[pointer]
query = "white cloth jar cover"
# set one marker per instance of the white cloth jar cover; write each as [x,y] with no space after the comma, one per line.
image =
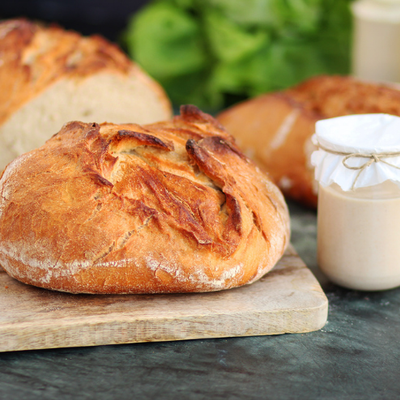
[357,151]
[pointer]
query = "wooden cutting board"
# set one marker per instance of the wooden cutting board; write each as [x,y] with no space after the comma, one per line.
[287,300]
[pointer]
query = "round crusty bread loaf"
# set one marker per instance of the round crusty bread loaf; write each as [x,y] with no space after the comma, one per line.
[276,129]
[49,76]
[169,207]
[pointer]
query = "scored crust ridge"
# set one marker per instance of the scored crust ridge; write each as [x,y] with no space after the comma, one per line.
[167,207]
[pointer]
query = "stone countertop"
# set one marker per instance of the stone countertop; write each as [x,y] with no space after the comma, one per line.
[355,356]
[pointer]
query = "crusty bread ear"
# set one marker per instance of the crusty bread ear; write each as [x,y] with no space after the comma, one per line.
[49,76]
[275,129]
[167,207]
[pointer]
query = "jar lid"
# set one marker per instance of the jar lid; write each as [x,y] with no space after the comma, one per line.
[357,150]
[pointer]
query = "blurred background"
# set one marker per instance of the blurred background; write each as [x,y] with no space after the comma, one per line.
[212,53]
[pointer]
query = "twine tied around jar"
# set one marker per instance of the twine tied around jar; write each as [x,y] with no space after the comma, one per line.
[373,157]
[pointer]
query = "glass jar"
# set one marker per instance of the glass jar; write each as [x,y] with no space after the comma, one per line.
[358,230]
[376,40]
[359,236]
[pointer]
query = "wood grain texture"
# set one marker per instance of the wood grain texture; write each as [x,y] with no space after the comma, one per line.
[287,300]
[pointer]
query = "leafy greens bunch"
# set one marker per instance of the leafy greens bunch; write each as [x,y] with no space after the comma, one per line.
[213,52]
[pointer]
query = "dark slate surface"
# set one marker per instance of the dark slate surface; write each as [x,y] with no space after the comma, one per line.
[355,356]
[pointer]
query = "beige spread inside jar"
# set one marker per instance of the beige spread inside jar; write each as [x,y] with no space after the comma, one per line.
[357,166]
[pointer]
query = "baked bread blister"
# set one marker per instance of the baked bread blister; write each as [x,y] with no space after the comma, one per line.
[168,207]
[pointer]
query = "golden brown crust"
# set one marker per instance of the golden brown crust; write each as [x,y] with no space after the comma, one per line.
[276,129]
[34,56]
[168,207]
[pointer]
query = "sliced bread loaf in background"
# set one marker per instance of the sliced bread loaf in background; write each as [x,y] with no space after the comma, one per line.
[49,76]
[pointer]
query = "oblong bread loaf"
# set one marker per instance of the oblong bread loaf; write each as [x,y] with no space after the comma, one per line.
[49,76]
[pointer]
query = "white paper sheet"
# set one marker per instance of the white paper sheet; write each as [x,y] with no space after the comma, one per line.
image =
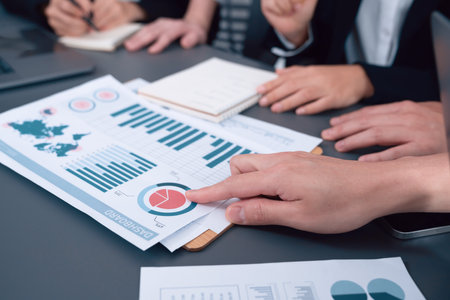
[276,138]
[214,89]
[119,159]
[102,40]
[377,279]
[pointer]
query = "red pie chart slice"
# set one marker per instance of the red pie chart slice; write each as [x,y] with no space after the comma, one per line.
[167,199]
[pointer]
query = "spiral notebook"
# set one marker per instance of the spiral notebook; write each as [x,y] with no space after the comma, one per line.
[214,90]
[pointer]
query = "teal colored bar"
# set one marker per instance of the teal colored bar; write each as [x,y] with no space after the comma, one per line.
[112,178]
[144,121]
[174,126]
[120,178]
[124,169]
[143,159]
[143,164]
[155,122]
[134,119]
[217,142]
[138,111]
[191,141]
[119,171]
[94,179]
[181,138]
[217,151]
[131,168]
[224,157]
[118,113]
[174,134]
[100,177]
[85,180]
[160,127]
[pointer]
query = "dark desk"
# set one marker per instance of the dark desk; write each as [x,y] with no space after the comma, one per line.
[49,250]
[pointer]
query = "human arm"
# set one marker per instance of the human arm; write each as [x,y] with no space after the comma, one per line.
[192,29]
[409,128]
[327,195]
[313,89]
[112,13]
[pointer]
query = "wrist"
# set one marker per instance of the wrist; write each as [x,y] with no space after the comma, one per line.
[133,12]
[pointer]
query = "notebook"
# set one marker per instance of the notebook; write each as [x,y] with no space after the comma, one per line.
[102,40]
[214,90]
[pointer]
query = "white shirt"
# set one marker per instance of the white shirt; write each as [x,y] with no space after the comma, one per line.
[376,35]
[374,39]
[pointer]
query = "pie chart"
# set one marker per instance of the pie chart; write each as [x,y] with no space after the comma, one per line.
[165,199]
[347,290]
[383,289]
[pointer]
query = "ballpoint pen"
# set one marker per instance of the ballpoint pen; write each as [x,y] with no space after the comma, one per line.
[88,18]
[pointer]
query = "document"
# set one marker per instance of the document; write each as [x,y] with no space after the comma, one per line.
[121,160]
[276,138]
[214,90]
[378,279]
[102,40]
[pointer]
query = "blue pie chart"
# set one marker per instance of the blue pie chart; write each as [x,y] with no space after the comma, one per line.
[347,290]
[383,289]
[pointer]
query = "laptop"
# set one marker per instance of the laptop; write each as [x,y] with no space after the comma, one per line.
[30,54]
[412,225]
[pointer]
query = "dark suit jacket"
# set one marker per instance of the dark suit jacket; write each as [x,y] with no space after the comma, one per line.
[411,76]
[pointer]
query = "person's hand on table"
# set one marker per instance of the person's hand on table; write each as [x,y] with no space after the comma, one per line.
[290,18]
[314,89]
[327,195]
[65,18]
[411,128]
[161,33]
[112,13]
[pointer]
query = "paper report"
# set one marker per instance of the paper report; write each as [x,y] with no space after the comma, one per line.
[119,159]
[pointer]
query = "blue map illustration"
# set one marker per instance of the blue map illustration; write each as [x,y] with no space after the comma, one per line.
[40,130]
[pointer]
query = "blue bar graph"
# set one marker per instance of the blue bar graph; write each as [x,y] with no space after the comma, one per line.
[109,168]
[122,111]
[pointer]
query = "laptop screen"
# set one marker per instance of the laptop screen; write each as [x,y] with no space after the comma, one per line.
[441,41]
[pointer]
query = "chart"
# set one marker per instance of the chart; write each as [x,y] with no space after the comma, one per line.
[165,199]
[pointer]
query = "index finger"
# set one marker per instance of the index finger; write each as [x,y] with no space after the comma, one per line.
[236,186]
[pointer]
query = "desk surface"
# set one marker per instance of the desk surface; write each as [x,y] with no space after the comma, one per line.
[49,250]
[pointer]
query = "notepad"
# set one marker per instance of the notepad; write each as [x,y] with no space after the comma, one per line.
[214,90]
[102,40]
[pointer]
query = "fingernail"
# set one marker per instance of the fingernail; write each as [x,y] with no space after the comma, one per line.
[263,101]
[326,133]
[277,107]
[300,111]
[235,214]
[340,145]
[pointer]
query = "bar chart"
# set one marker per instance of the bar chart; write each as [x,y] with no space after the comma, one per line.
[109,167]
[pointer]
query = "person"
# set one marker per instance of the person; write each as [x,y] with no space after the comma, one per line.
[327,195]
[379,51]
[407,128]
[191,30]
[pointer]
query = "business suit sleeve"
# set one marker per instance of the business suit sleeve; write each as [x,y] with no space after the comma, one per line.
[164,8]
[30,9]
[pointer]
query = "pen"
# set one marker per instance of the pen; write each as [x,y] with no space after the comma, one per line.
[87,19]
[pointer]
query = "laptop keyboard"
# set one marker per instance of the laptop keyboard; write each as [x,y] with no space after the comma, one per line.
[5,68]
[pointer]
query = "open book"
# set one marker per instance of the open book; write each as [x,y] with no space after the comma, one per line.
[102,40]
[213,90]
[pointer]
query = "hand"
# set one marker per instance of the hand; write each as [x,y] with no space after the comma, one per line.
[327,195]
[291,18]
[313,89]
[161,33]
[65,18]
[410,128]
[112,13]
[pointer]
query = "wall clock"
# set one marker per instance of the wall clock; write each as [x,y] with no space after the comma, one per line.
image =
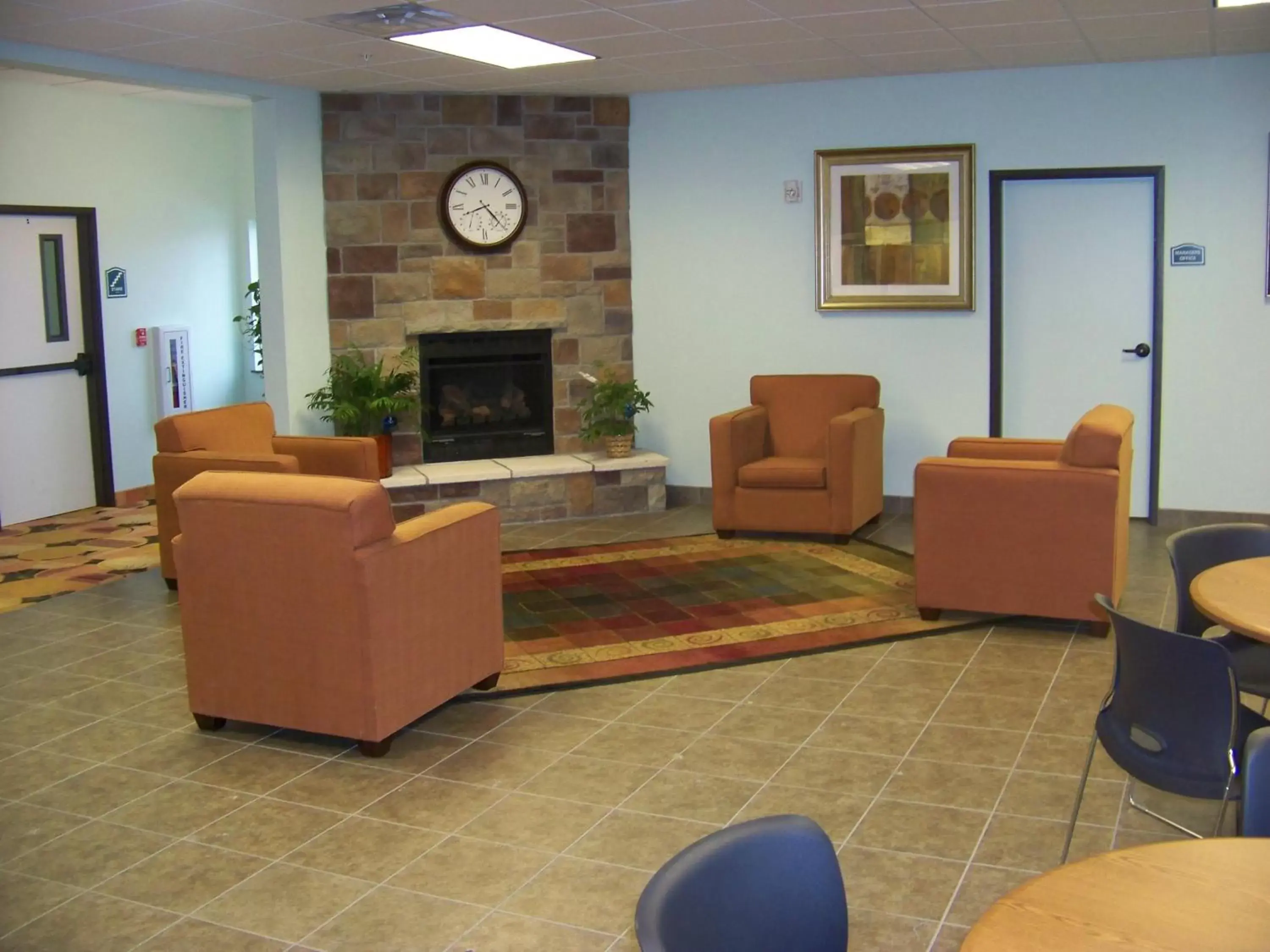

----

Activity
In how many lines of the data does the string "cloth" appear? Give only the number.

Task output
2